- Task objective
Copy out every one of the rows below word for word, changing nothing.

- Recorded information
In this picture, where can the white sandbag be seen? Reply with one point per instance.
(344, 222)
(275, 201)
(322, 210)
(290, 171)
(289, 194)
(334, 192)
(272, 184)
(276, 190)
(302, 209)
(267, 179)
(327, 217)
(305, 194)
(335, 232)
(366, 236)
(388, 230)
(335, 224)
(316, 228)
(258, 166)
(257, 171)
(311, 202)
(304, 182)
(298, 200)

- Reply
In this picture, where can the white sandbag be seen? Reply with one point per instance.
(344, 222)
(275, 201)
(322, 210)
(290, 171)
(289, 194)
(334, 192)
(272, 184)
(276, 190)
(302, 209)
(267, 179)
(327, 217)
(305, 194)
(335, 232)
(366, 236)
(388, 230)
(335, 224)
(316, 228)
(258, 166)
(257, 171)
(311, 202)
(304, 182)
(298, 200)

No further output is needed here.